▸ **TASK ITEM**: Nothing outside the range below should be printed. Output exactly the lines from the line with "Target: scattered bead" to the line with "Spot the round", both included.

Referring expression pointing data:
----

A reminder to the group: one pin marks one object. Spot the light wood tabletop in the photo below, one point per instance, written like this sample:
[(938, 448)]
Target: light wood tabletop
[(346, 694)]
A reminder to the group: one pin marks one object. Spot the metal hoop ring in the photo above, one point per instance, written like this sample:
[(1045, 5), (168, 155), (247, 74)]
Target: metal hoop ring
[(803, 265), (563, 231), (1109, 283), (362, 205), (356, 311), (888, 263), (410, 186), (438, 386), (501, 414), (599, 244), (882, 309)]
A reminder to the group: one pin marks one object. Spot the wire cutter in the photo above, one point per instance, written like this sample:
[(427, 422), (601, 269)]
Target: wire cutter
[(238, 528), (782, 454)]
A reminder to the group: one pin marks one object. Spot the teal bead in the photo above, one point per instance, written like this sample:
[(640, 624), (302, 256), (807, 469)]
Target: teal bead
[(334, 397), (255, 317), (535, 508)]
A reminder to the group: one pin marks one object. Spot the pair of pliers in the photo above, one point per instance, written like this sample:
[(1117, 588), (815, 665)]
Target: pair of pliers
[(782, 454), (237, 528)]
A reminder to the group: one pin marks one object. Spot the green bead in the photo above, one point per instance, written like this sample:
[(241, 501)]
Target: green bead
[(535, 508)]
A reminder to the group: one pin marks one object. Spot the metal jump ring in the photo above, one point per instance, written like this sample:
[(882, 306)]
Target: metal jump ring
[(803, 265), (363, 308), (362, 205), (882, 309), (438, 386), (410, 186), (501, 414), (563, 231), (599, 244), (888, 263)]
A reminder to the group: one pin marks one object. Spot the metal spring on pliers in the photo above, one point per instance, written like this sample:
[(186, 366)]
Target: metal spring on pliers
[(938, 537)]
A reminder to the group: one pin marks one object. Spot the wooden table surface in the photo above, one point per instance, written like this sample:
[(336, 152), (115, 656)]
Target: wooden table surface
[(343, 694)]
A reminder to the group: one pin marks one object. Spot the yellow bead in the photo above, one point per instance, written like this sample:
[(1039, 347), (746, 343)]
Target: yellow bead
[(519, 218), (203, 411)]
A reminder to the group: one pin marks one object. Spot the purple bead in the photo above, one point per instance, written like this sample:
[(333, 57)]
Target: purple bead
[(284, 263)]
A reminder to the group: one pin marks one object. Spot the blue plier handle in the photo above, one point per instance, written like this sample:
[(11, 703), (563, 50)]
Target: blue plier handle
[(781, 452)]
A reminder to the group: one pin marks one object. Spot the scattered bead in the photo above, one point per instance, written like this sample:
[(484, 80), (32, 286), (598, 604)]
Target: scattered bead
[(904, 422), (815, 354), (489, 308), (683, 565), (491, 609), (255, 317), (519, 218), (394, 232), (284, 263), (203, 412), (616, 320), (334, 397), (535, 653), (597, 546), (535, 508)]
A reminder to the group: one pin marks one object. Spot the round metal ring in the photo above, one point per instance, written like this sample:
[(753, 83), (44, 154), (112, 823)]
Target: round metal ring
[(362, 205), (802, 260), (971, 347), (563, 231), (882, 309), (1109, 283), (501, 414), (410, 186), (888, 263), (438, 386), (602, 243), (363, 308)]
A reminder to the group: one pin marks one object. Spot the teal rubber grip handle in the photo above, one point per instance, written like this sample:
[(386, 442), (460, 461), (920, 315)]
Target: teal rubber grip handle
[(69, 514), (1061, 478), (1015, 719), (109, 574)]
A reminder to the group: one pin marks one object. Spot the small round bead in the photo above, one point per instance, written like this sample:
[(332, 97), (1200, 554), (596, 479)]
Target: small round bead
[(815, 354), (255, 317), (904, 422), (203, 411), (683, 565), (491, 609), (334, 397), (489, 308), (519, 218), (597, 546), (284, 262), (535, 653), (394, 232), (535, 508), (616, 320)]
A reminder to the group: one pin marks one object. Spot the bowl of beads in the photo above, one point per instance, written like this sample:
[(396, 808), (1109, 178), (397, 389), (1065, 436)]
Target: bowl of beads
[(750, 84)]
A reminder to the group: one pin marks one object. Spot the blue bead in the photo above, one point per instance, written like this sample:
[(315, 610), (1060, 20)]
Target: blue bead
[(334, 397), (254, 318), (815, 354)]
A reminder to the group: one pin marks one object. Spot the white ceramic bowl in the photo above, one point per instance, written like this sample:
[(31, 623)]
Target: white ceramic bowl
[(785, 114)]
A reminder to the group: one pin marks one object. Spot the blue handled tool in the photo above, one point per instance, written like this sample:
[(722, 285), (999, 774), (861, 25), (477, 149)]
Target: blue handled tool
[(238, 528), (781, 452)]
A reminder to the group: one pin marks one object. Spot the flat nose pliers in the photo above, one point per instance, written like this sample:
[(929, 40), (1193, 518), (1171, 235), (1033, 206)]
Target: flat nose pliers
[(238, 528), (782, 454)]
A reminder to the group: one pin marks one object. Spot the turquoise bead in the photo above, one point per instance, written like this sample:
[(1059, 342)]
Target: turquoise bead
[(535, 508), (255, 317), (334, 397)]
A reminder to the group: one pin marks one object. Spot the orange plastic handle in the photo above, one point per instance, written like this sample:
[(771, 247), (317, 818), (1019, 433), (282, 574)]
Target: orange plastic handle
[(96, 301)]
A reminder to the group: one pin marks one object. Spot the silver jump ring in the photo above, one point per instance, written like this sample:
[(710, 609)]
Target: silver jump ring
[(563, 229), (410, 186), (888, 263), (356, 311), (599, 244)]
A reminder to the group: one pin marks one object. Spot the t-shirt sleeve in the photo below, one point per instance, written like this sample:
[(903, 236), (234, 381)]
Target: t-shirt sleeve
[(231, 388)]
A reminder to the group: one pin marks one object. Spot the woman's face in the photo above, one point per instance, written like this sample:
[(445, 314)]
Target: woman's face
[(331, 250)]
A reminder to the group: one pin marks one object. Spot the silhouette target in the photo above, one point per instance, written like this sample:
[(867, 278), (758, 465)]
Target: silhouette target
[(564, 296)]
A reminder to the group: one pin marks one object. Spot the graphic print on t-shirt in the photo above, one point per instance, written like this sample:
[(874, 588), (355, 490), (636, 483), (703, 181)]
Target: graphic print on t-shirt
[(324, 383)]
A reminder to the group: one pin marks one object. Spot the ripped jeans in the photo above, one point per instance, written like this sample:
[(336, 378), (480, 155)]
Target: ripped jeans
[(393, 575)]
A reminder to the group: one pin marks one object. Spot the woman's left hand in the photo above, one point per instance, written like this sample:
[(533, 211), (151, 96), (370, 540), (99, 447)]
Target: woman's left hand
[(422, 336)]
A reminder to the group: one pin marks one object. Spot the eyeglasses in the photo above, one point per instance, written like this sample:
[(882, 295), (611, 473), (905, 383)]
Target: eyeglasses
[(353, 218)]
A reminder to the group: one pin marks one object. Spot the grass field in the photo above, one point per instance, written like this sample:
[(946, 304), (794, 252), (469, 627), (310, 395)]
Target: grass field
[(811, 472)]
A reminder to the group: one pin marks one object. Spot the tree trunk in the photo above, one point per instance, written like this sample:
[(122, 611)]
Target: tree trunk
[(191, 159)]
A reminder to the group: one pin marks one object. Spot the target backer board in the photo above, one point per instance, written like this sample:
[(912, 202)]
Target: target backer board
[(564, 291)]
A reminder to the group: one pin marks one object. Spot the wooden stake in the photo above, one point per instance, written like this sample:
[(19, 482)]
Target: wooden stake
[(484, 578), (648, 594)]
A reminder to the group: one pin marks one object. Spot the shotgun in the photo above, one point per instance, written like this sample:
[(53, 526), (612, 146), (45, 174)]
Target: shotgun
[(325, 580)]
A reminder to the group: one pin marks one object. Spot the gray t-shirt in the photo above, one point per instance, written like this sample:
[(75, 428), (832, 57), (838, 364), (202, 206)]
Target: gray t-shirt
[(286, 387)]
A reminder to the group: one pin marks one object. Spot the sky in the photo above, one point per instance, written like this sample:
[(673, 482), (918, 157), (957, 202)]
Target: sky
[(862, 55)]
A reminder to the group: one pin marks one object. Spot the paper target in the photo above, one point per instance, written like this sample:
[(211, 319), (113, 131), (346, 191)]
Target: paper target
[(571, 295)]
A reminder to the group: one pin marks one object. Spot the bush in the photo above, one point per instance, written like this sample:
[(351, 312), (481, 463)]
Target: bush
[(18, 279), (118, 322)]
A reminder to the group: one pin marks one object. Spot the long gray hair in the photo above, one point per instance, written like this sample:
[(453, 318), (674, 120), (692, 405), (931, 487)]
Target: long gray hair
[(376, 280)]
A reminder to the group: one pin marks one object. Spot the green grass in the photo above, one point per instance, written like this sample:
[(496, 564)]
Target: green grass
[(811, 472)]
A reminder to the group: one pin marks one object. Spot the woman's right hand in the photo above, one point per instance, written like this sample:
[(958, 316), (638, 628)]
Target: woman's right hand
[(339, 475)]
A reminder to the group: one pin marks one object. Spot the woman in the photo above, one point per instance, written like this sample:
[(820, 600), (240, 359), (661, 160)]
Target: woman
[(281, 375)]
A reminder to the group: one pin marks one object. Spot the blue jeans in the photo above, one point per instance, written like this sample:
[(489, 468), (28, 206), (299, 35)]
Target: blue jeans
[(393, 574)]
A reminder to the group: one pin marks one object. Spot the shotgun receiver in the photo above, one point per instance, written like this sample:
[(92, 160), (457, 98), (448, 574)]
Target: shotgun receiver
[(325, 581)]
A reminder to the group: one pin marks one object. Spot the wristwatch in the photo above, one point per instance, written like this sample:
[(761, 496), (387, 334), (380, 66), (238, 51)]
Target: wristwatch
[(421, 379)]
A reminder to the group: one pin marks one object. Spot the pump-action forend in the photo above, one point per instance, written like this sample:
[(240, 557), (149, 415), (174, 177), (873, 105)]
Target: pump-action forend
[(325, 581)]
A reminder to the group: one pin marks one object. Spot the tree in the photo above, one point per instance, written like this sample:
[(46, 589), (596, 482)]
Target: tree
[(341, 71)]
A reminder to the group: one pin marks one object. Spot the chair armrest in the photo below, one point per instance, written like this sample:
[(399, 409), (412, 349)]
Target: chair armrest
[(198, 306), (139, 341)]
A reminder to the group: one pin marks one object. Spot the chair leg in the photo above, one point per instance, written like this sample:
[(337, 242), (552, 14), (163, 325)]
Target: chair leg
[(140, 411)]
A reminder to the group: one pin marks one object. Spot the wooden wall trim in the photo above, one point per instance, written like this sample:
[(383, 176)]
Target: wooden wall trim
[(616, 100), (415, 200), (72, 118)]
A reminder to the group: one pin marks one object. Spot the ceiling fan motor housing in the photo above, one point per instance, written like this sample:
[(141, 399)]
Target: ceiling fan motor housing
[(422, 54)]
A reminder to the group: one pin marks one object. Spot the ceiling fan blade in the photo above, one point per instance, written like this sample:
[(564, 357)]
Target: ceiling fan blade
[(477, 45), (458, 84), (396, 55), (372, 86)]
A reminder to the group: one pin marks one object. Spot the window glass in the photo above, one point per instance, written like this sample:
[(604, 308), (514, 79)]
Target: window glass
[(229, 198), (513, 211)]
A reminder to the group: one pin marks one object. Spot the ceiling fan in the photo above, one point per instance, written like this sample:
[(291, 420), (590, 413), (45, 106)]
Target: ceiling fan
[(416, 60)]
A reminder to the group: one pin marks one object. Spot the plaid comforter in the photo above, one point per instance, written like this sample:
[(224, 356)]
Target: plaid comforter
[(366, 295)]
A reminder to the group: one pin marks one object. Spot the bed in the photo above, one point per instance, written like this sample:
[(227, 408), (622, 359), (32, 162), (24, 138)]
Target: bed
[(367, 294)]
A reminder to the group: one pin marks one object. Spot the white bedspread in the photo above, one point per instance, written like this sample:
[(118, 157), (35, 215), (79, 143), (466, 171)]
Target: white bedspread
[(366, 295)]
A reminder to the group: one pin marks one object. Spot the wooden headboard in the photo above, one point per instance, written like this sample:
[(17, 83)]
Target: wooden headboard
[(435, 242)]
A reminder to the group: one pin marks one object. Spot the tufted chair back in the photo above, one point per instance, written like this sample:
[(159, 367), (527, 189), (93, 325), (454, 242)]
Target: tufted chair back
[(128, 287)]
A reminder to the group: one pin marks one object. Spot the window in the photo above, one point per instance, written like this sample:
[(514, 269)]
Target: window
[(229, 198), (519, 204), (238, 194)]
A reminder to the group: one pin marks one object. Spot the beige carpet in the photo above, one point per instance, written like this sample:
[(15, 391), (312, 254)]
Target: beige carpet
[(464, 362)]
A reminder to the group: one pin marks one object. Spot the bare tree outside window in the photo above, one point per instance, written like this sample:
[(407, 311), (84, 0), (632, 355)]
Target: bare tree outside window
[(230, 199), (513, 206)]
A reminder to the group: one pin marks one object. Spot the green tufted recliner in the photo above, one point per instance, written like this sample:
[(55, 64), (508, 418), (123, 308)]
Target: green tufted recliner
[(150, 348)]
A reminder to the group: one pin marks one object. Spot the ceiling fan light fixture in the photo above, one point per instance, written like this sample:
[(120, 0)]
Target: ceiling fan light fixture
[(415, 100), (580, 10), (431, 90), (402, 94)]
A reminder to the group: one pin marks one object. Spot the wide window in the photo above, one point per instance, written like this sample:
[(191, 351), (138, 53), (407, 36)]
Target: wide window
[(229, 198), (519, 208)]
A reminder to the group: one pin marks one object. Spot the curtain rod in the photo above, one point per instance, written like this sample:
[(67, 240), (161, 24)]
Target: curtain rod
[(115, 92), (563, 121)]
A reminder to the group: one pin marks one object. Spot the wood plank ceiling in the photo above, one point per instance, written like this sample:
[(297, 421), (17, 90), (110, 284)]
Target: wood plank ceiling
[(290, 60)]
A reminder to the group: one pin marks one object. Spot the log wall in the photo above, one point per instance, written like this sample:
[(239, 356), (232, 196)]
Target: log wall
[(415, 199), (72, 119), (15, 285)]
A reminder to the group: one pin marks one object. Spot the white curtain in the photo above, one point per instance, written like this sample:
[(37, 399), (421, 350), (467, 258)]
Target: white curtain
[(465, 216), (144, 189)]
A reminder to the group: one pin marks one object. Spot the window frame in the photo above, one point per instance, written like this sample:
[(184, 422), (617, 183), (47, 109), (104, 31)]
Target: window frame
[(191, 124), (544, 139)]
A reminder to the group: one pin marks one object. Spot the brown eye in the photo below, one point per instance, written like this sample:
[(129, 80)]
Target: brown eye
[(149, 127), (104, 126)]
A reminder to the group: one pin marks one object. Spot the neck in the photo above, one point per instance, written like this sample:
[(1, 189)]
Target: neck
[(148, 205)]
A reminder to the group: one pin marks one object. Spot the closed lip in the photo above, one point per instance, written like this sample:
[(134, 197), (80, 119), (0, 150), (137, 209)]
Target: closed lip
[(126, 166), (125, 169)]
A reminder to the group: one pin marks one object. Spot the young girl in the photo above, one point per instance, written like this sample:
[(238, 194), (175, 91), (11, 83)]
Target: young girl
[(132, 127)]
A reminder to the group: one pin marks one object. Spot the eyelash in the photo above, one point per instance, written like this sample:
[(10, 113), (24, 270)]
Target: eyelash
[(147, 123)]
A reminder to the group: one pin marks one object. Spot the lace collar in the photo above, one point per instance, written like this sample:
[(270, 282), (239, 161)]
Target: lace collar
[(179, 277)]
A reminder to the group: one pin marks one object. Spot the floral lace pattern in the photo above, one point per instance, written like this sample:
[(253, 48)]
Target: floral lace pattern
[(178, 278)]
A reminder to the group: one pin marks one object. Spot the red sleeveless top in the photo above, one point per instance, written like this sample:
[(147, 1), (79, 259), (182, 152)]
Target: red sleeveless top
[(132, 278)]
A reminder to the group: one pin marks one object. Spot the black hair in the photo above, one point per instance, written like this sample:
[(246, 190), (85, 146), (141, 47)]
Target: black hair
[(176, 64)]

----

▸ **EXERCISE RESULT**:
Target: scattered bead
[(904, 422), (815, 354), (489, 308), (683, 565), (491, 609), (255, 317), (519, 218), (394, 232), (284, 263), (203, 412), (616, 320), (334, 397), (535, 653), (597, 546), (535, 508)]
A reminder to the group: one pin marks one object. Spot the round metal ring in the photo above, one point per instance, written like this sample:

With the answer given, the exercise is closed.